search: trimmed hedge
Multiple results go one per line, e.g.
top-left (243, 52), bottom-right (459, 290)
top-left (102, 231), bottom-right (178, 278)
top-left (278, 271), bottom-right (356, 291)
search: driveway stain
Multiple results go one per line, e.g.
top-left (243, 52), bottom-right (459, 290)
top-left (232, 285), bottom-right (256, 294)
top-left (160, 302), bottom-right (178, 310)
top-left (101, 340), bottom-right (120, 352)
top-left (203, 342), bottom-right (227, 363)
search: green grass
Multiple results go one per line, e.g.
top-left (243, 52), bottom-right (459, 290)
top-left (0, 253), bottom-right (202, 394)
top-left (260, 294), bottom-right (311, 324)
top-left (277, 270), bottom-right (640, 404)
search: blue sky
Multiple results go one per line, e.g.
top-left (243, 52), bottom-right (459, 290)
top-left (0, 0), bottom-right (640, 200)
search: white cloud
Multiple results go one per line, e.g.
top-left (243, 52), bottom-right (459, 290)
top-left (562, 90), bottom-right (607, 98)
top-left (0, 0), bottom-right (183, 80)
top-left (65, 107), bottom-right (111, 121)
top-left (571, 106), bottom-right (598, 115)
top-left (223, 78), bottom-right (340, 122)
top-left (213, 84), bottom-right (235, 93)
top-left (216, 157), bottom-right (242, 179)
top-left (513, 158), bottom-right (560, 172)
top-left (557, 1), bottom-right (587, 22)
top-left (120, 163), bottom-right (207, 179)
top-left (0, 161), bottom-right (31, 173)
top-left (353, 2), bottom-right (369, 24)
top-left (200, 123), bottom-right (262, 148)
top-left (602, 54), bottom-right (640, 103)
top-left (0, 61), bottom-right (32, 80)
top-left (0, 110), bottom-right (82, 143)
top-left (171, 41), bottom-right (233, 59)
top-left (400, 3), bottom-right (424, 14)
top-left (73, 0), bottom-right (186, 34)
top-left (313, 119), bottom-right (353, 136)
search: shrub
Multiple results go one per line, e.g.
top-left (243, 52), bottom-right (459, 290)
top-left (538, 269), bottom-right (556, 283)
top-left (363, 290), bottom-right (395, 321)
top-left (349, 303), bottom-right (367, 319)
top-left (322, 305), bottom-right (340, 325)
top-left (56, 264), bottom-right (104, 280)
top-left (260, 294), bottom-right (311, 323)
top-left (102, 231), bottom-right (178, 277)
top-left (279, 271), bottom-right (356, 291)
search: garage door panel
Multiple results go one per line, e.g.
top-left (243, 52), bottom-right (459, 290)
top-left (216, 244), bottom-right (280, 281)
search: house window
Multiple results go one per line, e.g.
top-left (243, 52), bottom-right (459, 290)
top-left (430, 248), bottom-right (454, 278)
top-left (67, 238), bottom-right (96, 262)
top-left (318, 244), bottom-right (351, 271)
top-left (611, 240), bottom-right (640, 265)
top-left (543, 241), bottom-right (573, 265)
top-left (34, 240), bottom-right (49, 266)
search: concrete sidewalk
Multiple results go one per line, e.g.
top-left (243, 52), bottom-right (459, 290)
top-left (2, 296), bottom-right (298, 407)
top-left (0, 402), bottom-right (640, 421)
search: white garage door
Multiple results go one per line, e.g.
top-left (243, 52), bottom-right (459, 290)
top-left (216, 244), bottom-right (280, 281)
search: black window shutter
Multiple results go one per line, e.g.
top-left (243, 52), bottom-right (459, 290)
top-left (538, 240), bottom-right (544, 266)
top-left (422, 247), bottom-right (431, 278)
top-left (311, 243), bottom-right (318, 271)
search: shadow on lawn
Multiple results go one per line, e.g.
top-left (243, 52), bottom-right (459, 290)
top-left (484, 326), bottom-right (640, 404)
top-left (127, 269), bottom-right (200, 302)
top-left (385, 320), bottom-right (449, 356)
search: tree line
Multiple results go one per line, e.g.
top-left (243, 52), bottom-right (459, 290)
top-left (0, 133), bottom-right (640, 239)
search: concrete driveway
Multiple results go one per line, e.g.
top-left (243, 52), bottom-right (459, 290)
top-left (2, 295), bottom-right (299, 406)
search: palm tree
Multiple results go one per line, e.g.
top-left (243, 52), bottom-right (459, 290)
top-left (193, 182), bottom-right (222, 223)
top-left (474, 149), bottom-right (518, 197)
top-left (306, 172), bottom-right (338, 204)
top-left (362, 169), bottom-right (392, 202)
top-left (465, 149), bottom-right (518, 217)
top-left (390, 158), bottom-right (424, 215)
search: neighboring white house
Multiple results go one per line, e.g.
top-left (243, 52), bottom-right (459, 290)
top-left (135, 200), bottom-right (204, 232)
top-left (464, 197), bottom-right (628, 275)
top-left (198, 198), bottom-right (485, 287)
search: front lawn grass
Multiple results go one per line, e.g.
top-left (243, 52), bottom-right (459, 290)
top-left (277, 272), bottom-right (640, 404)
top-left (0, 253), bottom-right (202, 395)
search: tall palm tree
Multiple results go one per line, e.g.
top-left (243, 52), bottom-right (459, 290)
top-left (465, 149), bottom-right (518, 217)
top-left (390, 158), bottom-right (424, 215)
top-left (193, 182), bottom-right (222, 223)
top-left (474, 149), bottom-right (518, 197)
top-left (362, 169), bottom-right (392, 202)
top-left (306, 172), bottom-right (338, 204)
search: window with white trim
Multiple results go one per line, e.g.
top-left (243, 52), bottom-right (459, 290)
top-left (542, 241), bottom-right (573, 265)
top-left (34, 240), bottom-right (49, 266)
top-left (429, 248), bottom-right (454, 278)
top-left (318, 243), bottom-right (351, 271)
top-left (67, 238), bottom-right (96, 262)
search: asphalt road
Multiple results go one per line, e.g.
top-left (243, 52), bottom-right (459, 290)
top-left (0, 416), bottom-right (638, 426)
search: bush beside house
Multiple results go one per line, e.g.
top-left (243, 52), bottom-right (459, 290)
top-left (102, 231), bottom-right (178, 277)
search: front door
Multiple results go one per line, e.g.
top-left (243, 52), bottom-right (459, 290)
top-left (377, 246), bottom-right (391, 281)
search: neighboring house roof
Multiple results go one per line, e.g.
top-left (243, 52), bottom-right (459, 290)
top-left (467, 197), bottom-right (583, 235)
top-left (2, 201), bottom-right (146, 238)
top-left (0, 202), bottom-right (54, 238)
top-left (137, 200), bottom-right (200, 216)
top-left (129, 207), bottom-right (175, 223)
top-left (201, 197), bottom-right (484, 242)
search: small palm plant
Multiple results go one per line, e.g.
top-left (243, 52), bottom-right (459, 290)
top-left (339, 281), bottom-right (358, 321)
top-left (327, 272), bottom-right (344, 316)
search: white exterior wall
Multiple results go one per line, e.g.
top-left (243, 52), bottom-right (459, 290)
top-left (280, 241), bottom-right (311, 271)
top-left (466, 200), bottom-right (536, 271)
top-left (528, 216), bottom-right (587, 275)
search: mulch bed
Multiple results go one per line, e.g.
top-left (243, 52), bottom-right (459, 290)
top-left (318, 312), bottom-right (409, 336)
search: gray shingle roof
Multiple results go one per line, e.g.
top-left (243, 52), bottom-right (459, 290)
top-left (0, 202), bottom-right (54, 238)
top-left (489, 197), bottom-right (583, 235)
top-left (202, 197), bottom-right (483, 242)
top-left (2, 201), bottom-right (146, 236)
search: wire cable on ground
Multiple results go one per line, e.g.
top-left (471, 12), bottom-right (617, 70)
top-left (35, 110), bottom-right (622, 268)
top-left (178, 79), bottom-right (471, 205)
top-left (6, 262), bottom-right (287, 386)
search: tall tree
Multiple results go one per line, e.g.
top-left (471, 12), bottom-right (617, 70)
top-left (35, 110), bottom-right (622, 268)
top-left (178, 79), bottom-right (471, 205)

*Written instruction:* Format every line of the listing above as a Markdown table with two columns, No. and Text. Give each non-blank line its own row, numbered in sequence, and skip blank lines.

*Correct response:*
| No. | Text |
|---|---|
| 1 | search: trimmed hedge |
| 2 | Multiple results go one per line, e.g. |
| 3 | top-left (243, 52), bottom-right (459, 290) |
| 4 | top-left (102, 231), bottom-right (178, 278) |
| 5 | top-left (278, 271), bottom-right (356, 291) |
| 6 | search: driveway stain |
| 7 | Multiple results go one per line, e.g. |
| 8 | top-left (243, 52), bottom-right (459, 290) |
| 9 | top-left (232, 285), bottom-right (256, 294) |
| 10 | top-left (160, 302), bottom-right (178, 310) |
| 11 | top-left (101, 340), bottom-right (120, 352) |
| 12 | top-left (203, 342), bottom-right (227, 363) |
| 13 | search: green grass |
| 14 | Multiple results go one per line, e.g. |
| 15 | top-left (243, 52), bottom-right (459, 290) |
| 16 | top-left (0, 253), bottom-right (202, 394) |
| 17 | top-left (260, 294), bottom-right (311, 324) |
| 18 | top-left (277, 270), bottom-right (640, 404) |
| 19 | search: blue sky |
| 20 | Multiple results go one per line, e.g. |
| 21 | top-left (243, 52), bottom-right (459, 290) |
| 22 | top-left (0, 0), bottom-right (640, 200) |
| 23 | search: white cloud |
| 24 | Multiple results go one per line, e.g. |
| 25 | top-left (243, 52), bottom-right (459, 290) |
| 26 | top-left (562, 90), bottom-right (607, 98) |
| 27 | top-left (0, 0), bottom-right (183, 80) |
| 28 | top-left (65, 107), bottom-right (111, 121) |
| 29 | top-left (571, 106), bottom-right (598, 115) |
| 30 | top-left (223, 78), bottom-right (340, 122) |
| 31 | top-left (213, 84), bottom-right (235, 93) |
| 32 | top-left (216, 157), bottom-right (242, 179) |
| 33 | top-left (513, 158), bottom-right (560, 172) |
| 34 | top-left (557, 1), bottom-right (587, 22) |
| 35 | top-left (120, 163), bottom-right (207, 179) |
| 36 | top-left (0, 161), bottom-right (31, 173) |
| 37 | top-left (353, 2), bottom-right (369, 24) |
| 38 | top-left (200, 123), bottom-right (262, 148) |
| 39 | top-left (602, 54), bottom-right (640, 103) |
| 40 | top-left (0, 61), bottom-right (32, 80) |
| 41 | top-left (0, 110), bottom-right (82, 143) |
| 42 | top-left (171, 41), bottom-right (233, 59) |
| 43 | top-left (400, 3), bottom-right (424, 14) |
| 44 | top-left (73, 0), bottom-right (186, 34) |
| 45 | top-left (313, 119), bottom-right (353, 136) |
| 46 | search: shrub |
| 47 | Multiple results go one per line, e.g. |
| 48 | top-left (243, 52), bottom-right (459, 290) |
| 49 | top-left (538, 269), bottom-right (556, 283) |
| 50 | top-left (363, 290), bottom-right (395, 321) |
| 51 | top-left (349, 303), bottom-right (367, 319) |
| 52 | top-left (322, 305), bottom-right (340, 325) |
| 53 | top-left (56, 264), bottom-right (104, 280) |
| 54 | top-left (260, 294), bottom-right (311, 323) |
| 55 | top-left (102, 231), bottom-right (178, 277) |
| 56 | top-left (279, 271), bottom-right (356, 291) |
| 57 | search: garage door panel |
| 58 | Multiple results go one per line, e.g. |
| 59 | top-left (243, 52), bottom-right (459, 290) |
| 60 | top-left (216, 244), bottom-right (280, 281) |
| 61 | search: house window |
| 62 | Multiple results go one per line, e.g. |
| 63 | top-left (243, 52), bottom-right (459, 290) |
| 64 | top-left (430, 248), bottom-right (454, 278) |
| 65 | top-left (67, 238), bottom-right (96, 262) |
| 66 | top-left (318, 244), bottom-right (351, 271) |
| 67 | top-left (611, 240), bottom-right (640, 265) |
| 68 | top-left (543, 241), bottom-right (573, 265) |
| 69 | top-left (34, 240), bottom-right (49, 266) |
| 70 | search: concrete sidewalk |
| 71 | Multiple results go one per line, e.g. |
| 72 | top-left (243, 52), bottom-right (459, 290) |
| 73 | top-left (2, 296), bottom-right (298, 407) |
| 74 | top-left (0, 402), bottom-right (640, 421) |
| 75 | search: white garage door |
| 76 | Multiple results go one per line, e.g. |
| 77 | top-left (243, 52), bottom-right (459, 290) |
| 78 | top-left (216, 244), bottom-right (280, 281) |
| 79 | search: black window shutter |
| 80 | Multiple results go one per line, e.g. |
| 81 | top-left (243, 52), bottom-right (459, 290) |
| 82 | top-left (538, 240), bottom-right (544, 266) |
| 83 | top-left (422, 247), bottom-right (431, 278) |
| 84 | top-left (311, 243), bottom-right (318, 271) |
| 85 | search: shadow on lawn |
| 86 | Multiple results go one per line, e.g. |
| 87 | top-left (243, 52), bottom-right (459, 290) |
| 88 | top-left (484, 326), bottom-right (640, 404) |
| 89 | top-left (127, 269), bottom-right (200, 302) |
| 90 | top-left (385, 320), bottom-right (449, 356) |
| 91 | search: tree line |
| 92 | Multiple results go one per line, e.g. |
| 93 | top-left (243, 52), bottom-right (459, 290) |
| 94 | top-left (0, 133), bottom-right (640, 239) |
| 95 | search: concrete driveway |
| 96 | Multiple results go one per line, e.g. |
| 97 | top-left (243, 52), bottom-right (459, 290) |
| 98 | top-left (2, 295), bottom-right (299, 406) |
| 99 | search: palm tree |
| 100 | Multiple results go one per line, e.g. |
| 101 | top-left (243, 52), bottom-right (459, 290) |
| 102 | top-left (193, 182), bottom-right (222, 223) |
| 103 | top-left (474, 149), bottom-right (518, 197) |
| 104 | top-left (306, 172), bottom-right (338, 204) |
| 105 | top-left (362, 169), bottom-right (392, 202) |
| 106 | top-left (465, 149), bottom-right (518, 217) |
| 107 | top-left (390, 158), bottom-right (424, 215) |
| 108 | search: neighboring white house |
| 109 | Multiple results go one per line, e.g. |
| 110 | top-left (243, 52), bottom-right (459, 290) |
| 111 | top-left (135, 200), bottom-right (204, 232) |
| 112 | top-left (464, 197), bottom-right (628, 275) |
| 113 | top-left (198, 198), bottom-right (485, 287) |
| 114 | search: front lawn grass |
| 115 | Multiple results go one per line, e.g. |
| 116 | top-left (243, 52), bottom-right (459, 290) |
| 117 | top-left (277, 272), bottom-right (640, 404) |
| 118 | top-left (0, 253), bottom-right (202, 395) |
| 119 | search: tall palm tree |
| 120 | Multiple results go one per line, e.g. |
| 121 | top-left (243, 52), bottom-right (459, 290) |
| 122 | top-left (465, 149), bottom-right (518, 217) |
| 123 | top-left (390, 158), bottom-right (424, 215) |
| 124 | top-left (193, 182), bottom-right (222, 223) |
| 125 | top-left (474, 149), bottom-right (518, 197) |
| 126 | top-left (362, 169), bottom-right (392, 202) |
| 127 | top-left (306, 172), bottom-right (338, 204) |
| 128 | search: window with white trim |
| 129 | Multiple results go one per line, e.g. |
| 130 | top-left (243, 52), bottom-right (459, 290) |
| 131 | top-left (542, 241), bottom-right (573, 265) |
| 132 | top-left (34, 240), bottom-right (49, 266) |
| 133 | top-left (429, 248), bottom-right (454, 278) |
| 134 | top-left (318, 243), bottom-right (351, 271) |
| 135 | top-left (67, 238), bottom-right (96, 262) |
| 136 | search: asphalt road |
| 137 | Multiple results go one per line, e.g. |
| 138 | top-left (243, 52), bottom-right (459, 290) |
| 139 | top-left (0, 416), bottom-right (638, 426) |
| 140 | search: bush beside house |
| 141 | Multiple results go one per line, e.g. |
| 142 | top-left (243, 52), bottom-right (459, 290) |
| 143 | top-left (102, 231), bottom-right (178, 277) |
| 144 | search: front door |
| 145 | Multiple results go one per line, e.g. |
| 146 | top-left (243, 52), bottom-right (459, 290) |
| 147 | top-left (377, 246), bottom-right (391, 281) |
| 148 | search: neighboring house roof |
| 149 | Multiple results go one per line, e.g. |
| 150 | top-left (243, 52), bottom-right (459, 290) |
| 151 | top-left (467, 197), bottom-right (583, 235) |
| 152 | top-left (2, 201), bottom-right (146, 238) |
| 153 | top-left (0, 202), bottom-right (54, 238) |
| 154 | top-left (137, 200), bottom-right (200, 216) |
| 155 | top-left (129, 207), bottom-right (175, 223) |
| 156 | top-left (201, 197), bottom-right (484, 242) |
| 157 | search: small palm plant |
| 158 | Multiple results go one per line, e.g. |
| 159 | top-left (243, 52), bottom-right (459, 290) |
| 160 | top-left (339, 281), bottom-right (358, 321) |
| 161 | top-left (327, 272), bottom-right (344, 316) |
| 162 | search: white exterior wall |
| 163 | Multiple results go one per line, e.g. |
| 164 | top-left (243, 52), bottom-right (459, 290) |
| 165 | top-left (280, 241), bottom-right (311, 271) |
| 166 | top-left (466, 200), bottom-right (536, 271) |
| 167 | top-left (528, 216), bottom-right (587, 275) |
| 168 | search: mulch bed |
| 169 | Multiple results go one per line, e.g. |
| 170 | top-left (243, 52), bottom-right (459, 290) |
| 171 | top-left (318, 312), bottom-right (409, 336) |
| 172 | search: gray shingle roof |
| 173 | Multiple results go one per line, e.g. |
| 174 | top-left (243, 52), bottom-right (459, 290) |
| 175 | top-left (0, 202), bottom-right (54, 238) |
| 176 | top-left (489, 197), bottom-right (583, 235) |
| 177 | top-left (202, 197), bottom-right (483, 242) |
| 178 | top-left (2, 201), bottom-right (146, 236) |
| 179 | search: wire cable on ground |
| 180 | Multiple results go one per line, e.g. |
| 181 | top-left (471, 12), bottom-right (617, 70) |
| 182 | top-left (35, 110), bottom-right (622, 268) |
| 183 | top-left (178, 79), bottom-right (471, 205) |
| 184 | top-left (6, 262), bottom-right (287, 386) |
| 185 | search: tall tree |
| 186 | Multiple results go one per line, e.g. |
| 187 | top-left (471, 12), bottom-right (617, 70) |
| 188 | top-left (35, 110), bottom-right (622, 268) |
| 189 | top-left (178, 79), bottom-right (471, 205) |